For this exercise, repeat all of the material verbatim apart from its images.

----- RECORDS FOR THIS EXERCISE

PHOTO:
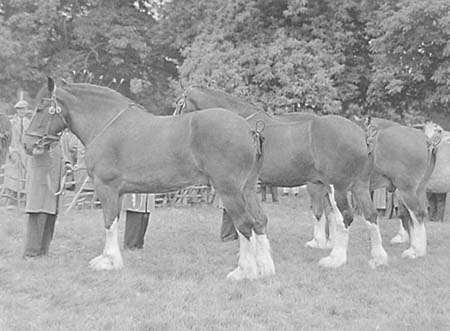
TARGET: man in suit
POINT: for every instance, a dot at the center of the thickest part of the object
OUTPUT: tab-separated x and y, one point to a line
138	208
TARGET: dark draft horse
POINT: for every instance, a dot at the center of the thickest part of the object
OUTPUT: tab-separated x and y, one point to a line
130	150
403	159
321	152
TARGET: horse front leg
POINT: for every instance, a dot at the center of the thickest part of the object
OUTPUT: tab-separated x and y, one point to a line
111	258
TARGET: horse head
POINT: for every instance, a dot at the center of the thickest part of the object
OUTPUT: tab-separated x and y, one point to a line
430	128
47	123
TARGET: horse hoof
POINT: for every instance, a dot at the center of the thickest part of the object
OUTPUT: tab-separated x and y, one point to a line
332	261
399	239
314	243
105	262
266	269
380	259
239	274
412	253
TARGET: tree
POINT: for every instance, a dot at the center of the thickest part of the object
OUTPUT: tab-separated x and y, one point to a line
110	40
294	54
411	54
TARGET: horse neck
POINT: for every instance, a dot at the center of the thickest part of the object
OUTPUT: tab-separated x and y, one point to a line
90	113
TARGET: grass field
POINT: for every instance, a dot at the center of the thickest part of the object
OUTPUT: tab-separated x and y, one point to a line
177	282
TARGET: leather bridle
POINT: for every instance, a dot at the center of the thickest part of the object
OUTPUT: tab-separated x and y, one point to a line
54	111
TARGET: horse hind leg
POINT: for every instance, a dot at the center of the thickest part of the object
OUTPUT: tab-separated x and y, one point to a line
264	261
378	253
111	258
416	209
338	255
402	235
318	203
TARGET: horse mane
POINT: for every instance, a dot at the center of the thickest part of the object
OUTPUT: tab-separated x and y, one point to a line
214	93
93	89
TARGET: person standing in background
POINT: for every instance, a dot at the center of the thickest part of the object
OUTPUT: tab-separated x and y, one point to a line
44	180
138	208
17	161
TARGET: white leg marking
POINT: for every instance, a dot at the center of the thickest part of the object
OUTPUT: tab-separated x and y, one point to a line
264	259
418	239
247	267
111	258
338	255
401	237
379	255
319	239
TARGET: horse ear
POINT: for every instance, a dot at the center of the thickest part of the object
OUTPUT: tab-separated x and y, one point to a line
51	85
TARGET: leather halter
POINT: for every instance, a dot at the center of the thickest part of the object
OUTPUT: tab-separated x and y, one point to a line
47	138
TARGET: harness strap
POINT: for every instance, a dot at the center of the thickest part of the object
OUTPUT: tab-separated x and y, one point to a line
370	134
109	123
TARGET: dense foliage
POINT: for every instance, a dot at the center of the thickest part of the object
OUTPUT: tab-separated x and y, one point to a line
386	57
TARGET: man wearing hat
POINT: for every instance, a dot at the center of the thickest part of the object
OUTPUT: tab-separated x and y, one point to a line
17	162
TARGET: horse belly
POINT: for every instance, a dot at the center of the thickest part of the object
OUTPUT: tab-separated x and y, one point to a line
440	178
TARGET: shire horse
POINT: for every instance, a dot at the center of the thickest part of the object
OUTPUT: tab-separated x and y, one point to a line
414	162
402	158
129	150
325	153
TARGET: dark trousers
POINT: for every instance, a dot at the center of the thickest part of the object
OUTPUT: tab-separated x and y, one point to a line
40	229
135	227
227	229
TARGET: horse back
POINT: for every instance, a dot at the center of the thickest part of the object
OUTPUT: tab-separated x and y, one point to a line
339	150
401	154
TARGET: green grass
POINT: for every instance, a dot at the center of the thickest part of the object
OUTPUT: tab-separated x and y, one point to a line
178	281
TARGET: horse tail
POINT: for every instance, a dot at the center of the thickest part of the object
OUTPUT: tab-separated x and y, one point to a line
259	157
432	147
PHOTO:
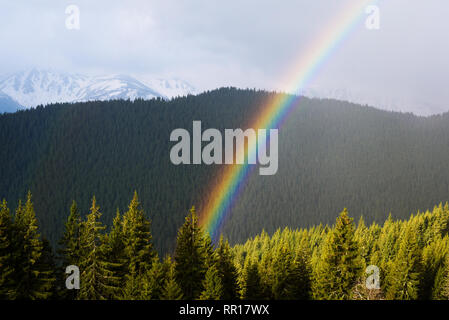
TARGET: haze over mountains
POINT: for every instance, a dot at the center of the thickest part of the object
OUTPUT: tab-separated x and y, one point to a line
332	155
40	87
35	87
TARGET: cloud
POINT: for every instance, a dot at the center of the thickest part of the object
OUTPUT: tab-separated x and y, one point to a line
249	43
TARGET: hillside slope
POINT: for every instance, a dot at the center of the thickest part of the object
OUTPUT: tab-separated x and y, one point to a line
332	155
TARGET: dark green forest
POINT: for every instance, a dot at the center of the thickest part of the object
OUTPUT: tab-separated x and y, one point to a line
332	154
409	259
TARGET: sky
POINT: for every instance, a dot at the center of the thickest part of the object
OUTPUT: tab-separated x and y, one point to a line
404	65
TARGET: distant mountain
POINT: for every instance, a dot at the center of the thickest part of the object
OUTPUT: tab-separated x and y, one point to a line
332	155
422	105
34	87
7	104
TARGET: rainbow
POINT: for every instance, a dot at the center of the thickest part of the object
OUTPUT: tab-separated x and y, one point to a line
224	193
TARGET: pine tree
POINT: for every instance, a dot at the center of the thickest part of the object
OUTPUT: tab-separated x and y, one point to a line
227	270
114	249
190	257
251	282
340	265
212	284
7	290
406	268
32	279
70	241
98	282
138	247
171	290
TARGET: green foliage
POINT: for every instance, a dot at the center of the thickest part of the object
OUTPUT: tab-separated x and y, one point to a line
6	262
171	290
98	281
190	257
111	148
212	284
33	277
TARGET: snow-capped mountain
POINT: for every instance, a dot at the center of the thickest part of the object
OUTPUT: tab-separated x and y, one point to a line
34	87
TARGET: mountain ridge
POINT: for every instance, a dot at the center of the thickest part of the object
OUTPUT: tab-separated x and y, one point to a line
35	87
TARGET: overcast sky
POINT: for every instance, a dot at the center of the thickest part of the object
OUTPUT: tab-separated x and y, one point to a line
237	43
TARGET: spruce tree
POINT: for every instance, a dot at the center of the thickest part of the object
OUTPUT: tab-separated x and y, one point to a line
70	241
227	270
406	269
98	281
114	249
137	239
171	290
251	282
212	284
32	279
340	264
7	290
190	258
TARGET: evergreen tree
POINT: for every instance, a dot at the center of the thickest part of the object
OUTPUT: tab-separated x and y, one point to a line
340	265
98	281
138	247
190	257
171	290
70	241
32	279
251	282
114	249
7	290
406	268
212	284
227	271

----------

## EXERCISE RESPONSE
PHOTO:
TARGET: man in suit
POINT: for every instance, a dot at the center of the thickest part of the object
OUTPUT: tab-separated x and y, one point to a line
138	208
TARGET: dark draft horse
POINT: for every instance, a dot at the center of the thickest part of the object
OUTPUT: tab-separated x and y, one point to a line
130	150
403	159
321	152
TARGET: horse front leg
POINT: for every instance, a dot at the center of the thickest part of the object
OUTPUT: tab-separated x and y, one point to a line
111	258
TARGET: horse head
POINT: for every instance, a dot at the center of the thickest part of the object
OUTPUT: tab-separated x and y, one point to a line
430	128
47	123
TARGET: horse hoof
POINT: for every instance, a dot at the center of the thickest part of the object
OUTPUT: tab-separated x and y, one point to a line
332	261
399	239
314	243
105	262
266	269
380	259
239	274
412	253
TARGET: tree
POINT: for every instance, a dot at the center of the thickest part of the object
OUTPUT: tab-separated x and y, one point to a line
110	40
294	54
411	54
TARGET: horse neck
POINT: for every instance, a dot at the center of the thickest part of the object
OUTPUT: tab-separated x and y, one point to a line
90	113
TARGET: grass field
POINT: for every instance, a dot at the center of the thickest part of the object
OUTPUT: tab-separated x and y, one point to a line
177	282
TARGET: leather bridle
POINT: for every instance, a dot at the center of the thickest part of the object
OUTPUT: tab-separated x and y, one point to a line
54	111
TARGET: horse hind leg
POINT: for every instance, a dot at the center of the thickest part of the object
OUTPUT: tab-separated x and y, one point to a line
264	261
378	253
111	258
416	209
338	255
402	235
318	203
TARGET: horse mane
POINT: for every instance, a dot at the center of the thickest part of the object
OUTPUT: tab-separated x and y, one point to a line
214	93
93	89
TARGET: person standing in background
POINT: for every instance, a dot at the center of the thickest part of the object
OUTPUT: tab-separated x and y, one point to a line
44	180
138	208
17	161
TARGET: white leg marking
POINT: for every instance, a dot at the center of the thickest part of the object
OUTPUT: tab-separated x and y, one point to a line
264	259
418	239
247	267
111	258
338	255
401	237
379	255
319	239
TARGET: horse ear
POINT: for every instance, a dot at the center of the thickest part of the object
OUTPUT: tab-separated x and y, one point to a line
51	85
TARGET: leather halter
POINT: for every instance, a dot at the center of the thickest part of the object
OUTPUT: tab-separated x and y, one point to a line
47	138
TARGET: harness strap
POINT: for every instance, a dot at the center of the thickest part of the object
OUTPUT: tab-separated x and y, one point to a line
370	134
109	123
TARGET: dense foliage
POINT: for every instance, a dot at the center of the thickest part of the object
OUTPUT: tab-separated x and y, one point to a line
386	57
TARGET: man wearing hat
POINT: for every instance, a dot at the center of the thickest part of the object
OUTPUT: tab-separated x and y, one point to a line
17	162
TARGET: horse belly
POINT: for every instance, a dot at the center of the thickest part of the object
OUTPUT: tab-separated x and y, one point to a line
440	178
TARGET: shire horse
POINT: for every instance, a dot at the center of the thickest part of the object
OUTPUT: tab-separated x and y, one point to a line
414	162
402	158
129	150
325	153
TARGET: dark trousers
POINT: for every instance, a dot at the center of the thickest part of the object
OUTPUT: tab-separated x and y, one point to a line
40	229
135	227
227	229
TARGET: horse back
POINT: for every instance, a dot at the center of the thickest part of the object
OUTPUT: tab-separated x and y, one point to a line
339	150
401	154
TARGET: green grass
POINT: for every instance, a dot at the center of the thickest part of the object
OUTPUT: tab-separated x and y, one point to a line
178	281
TARGET: horse tail
POINT: for every instance, a dot at the center of the thickest part of the object
OUTPUT: tab-separated x and y, one point to a line
259	157
432	147
PHOTO:
TARGET: haze over mountains
POINT: for every instance, a dot at the center of the thickest part of the object
OUTPUT: tab-separated x and y, one point to a line
332	155
40	87
35	87
TARGET: cloud
POINT: for every instance, a dot at the center of the thickest part of the object
OUTPUT: tab-separated x and y, one point to a line
249	43
TARGET: hillside slope
POINT: for every instance, a dot at the center of the thickest part of the object
OUTPUT: tab-separated x and y, one point to a line
332	155
TARGET: dark green forest
POINT: for every instance, a dot at the center of the thickest part of the object
OUTPUT: tab-separated x and y, one point to a line
332	154
409	259
TARGET: sky
POINT: for every instance, a dot at the center of the thickest part of the object
OUTPUT: tab-separated x and y, one point to a line
404	65
TARGET: distant mountain
POINT: for every instance, a dot at the center of the thickest part of the object
OUTPUT: tab-separated x and y, one point to a line
332	155
422	105
34	87
7	104
TARGET: rainbow
POINT: for every instance, a dot at the center of the thickest part of the object
OUTPUT: tab-separated x and y, one point to a line
224	193
TARGET: pine tree
POINT: for every instance, a dot at the center of the thickest part of the object
OUTPUT: tab-separated x and y, one point to a line
227	270
114	249
190	257
251	282
340	265
212	284
7	290
406	268
32	279
70	241
98	282
138	247
171	290
TARGET: green foliage
POINT: for every instance, a dot at the center of the thickest part of the object
OUTPUT: tab-separated x and y, one point to a line
6	262
171	290
98	281
190	257
111	148
212	284
33	277
TARGET: snow-capped mountain
POINT: for every instance, a dot at the center of the thickest part of the object
OUTPUT: tab-separated x and y, one point to a line
34	87
TARGET: mountain ridge
POINT: for every instance, a dot at the center of the thickest part of the object
OUTPUT: tab-separated x and y, one point to a line
35	87
TARGET: overcast sky
POINT: for every instance, a dot at the center of the thickest part of the object
OUTPUT: tab-separated x and y, one point to a line
237	43
TARGET: spruce tree
POINT: for every instance, a dot at the center of the thickest part of the object
OUTPUT: tab-separated x and y, one point to a line
70	241
227	270
406	269
98	281
114	249
137	239
171	290
251	282
212	284
32	279
340	264
7	290
190	258
TARGET: evergreen tree
POINT: for every instance, a dot at the center of the thickest part of the object
OUTPUT: tab-separated x and y, one point to a line
340	265
98	281
138	247
190	257
171	290
70	241
32	279
251	282
114	249
7	290
406	268
212	284
227	271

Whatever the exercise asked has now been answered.